• TAREA 1: Resume en dos oraciones el texto sobre la conscripción militar en el Perú.
• TAREA 2: Prolonga el texto sobre la conscripción militar en el Perú a partir de su última oración.

• TEXTO PROPORCIONADO:
┌────────
El precio pagado por el fracaso en organizar un sistema de conscripción regular y planificado fue la pérdida de los territorios de Tarapacá y Arica durante la Guerra del Pacífico (1879-1883). En este conflicto, como no podía ser de otro modo, se utilizaron los mismos mecanismos de los ejércitos caudillistas: levados, milicianos inexpertos, montoneros con lealtades precarias y, no cabe dudarlo, también ciudadanos que murieron o sobrevivieron para ver la derrota del Estado peruano25. Consecuentemente, las secuelas de la guerra modificaron sustancialmente las consideraciones sobre la conscripción militar. Durante los gobiernos del Segundo Militarismo (1884-1894) hubo una genuina preocupación por la reforma del Ejército, dándole especial atención a los problemas de la conscripción. De allí que, en el gobierno de Andrés A. Cáceres, se promulgara la ley de 15 de octubre de 1887 que reformaba la Guardia Nacional, transformándola en la reserva del Ejército permanente. Debía ser una fuente de conscriptos cuando las fuerzas del Ejército los requiriese y como unidades tácticas plenas integradas al Ejército nacional ante el contexto de una guerra internacional. Durante los años de su implementación, se llegó a registrar oficialmente 76 mil milicianos, aunque es probable que esta cifra fuera más formal que real, en tanto -como afirmaban los propios jefes militares- existían restricciones fiscales y falta de oficiales para su adecuado adiestramiento26.
└────────
• EXTRACTO DE DATOS:
┌────────
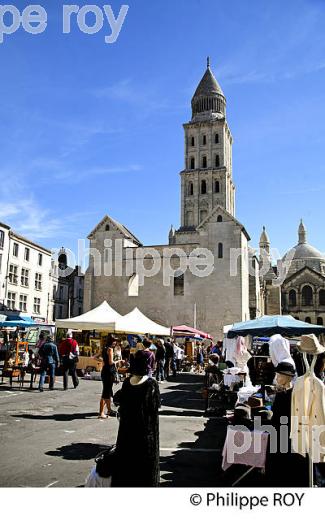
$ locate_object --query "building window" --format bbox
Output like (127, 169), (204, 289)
(186, 211), (193, 226)
(9, 264), (18, 285)
(301, 285), (313, 307)
(128, 273), (139, 296)
(201, 180), (207, 195)
(319, 289), (325, 305)
(289, 289), (297, 307)
(20, 268), (29, 287)
(34, 298), (41, 314)
(7, 292), (16, 310)
(174, 271), (184, 296)
(35, 273), (42, 291)
(19, 294), (27, 312)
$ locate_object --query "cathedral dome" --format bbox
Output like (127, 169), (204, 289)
(192, 58), (226, 117)
(283, 220), (325, 260)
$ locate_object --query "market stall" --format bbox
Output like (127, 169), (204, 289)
(226, 315), (325, 486)
(0, 316), (35, 386)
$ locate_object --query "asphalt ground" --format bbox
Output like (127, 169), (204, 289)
(0, 374), (266, 487)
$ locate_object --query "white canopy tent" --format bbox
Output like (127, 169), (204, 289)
(55, 300), (170, 336)
(115, 307), (170, 336)
(55, 300), (122, 332)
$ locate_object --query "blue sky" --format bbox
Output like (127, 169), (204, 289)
(0, 0), (325, 262)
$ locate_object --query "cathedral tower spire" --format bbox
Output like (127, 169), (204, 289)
(181, 57), (235, 229)
(298, 219), (307, 244)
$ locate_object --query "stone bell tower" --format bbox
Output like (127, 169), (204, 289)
(181, 58), (235, 229)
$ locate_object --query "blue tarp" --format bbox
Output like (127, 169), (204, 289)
(227, 315), (325, 338)
(0, 315), (36, 327)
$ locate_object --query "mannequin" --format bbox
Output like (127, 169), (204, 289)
(267, 361), (308, 487)
(112, 350), (160, 487)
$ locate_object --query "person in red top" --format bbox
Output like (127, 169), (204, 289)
(59, 332), (79, 390)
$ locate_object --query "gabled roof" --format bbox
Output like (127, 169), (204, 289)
(283, 266), (325, 285)
(196, 205), (251, 240)
(87, 215), (142, 246)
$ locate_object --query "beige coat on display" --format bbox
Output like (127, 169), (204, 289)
(291, 372), (325, 462)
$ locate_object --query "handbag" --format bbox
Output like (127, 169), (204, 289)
(95, 446), (117, 478)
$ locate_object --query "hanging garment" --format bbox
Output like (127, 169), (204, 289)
(269, 334), (296, 368)
(291, 372), (325, 462)
(223, 338), (237, 365)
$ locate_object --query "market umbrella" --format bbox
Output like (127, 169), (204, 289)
(0, 315), (36, 327)
(172, 325), (212, 339)
(227, 315), (325, 338)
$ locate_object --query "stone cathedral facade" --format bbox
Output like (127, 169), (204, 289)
(84, 62), (261, 338)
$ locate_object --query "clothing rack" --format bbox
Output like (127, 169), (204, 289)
(302, 352), (317, 487)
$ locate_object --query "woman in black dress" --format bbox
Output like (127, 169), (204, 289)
(112, 351), (160, 487)
(98, 338), (116, 419)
└────────
• RESPUESTA 1: El fracaso en organizar un sistema de conscripción regular costó la pérdida de Tarapacá y Arica en la Guerra del Pacífico (1879-1883), que se libró con levas, milicianos inexpertos y montoneros, y las secuelas de esa guerra cambiaron sustancialmente las consideraciones sobre la conscripción militar. Durante el Segundo Militarismo, el gobierno de Andrés A. Cáceres promulgó la ley del 15 de octubre de 1887, que convirtió la Guardia Nacional en reserva del Ejército permanente, y durante su aplicación se registraron oficialmente 76 mil milicianos, cifra probablemente más formal que real por las restricciones fiscales y la falta de oficiales para adiestrarlos.

• RESPUESTA 2:
El mérito de los gobernantes del Segundo Militarismo fue constituir un ejército del que los observadores de la época consideraron el mejor y más disciplinado hasta ese entonces27. Ello fue posible gracias a un atípico consenso entre los hombres de uniforme bajo la figura de Andrés A. Cáceres, un héroe de la Guerra del Pacífico, cuyo resultado fue la disminución de las rivalidades y luchas intestinas de la preguerra, pero que trajo como correlato la exclusión progresiva de los políticos civiles de la conducción del país. La remilitarización de la política incubó una paradójica alianza entre el Partido Civil y su principal enemigo, el también civil Nicolás de Piérola, quienes coaligados lanzaron una impresionante movilización armada que derrotó al ejército cacerista.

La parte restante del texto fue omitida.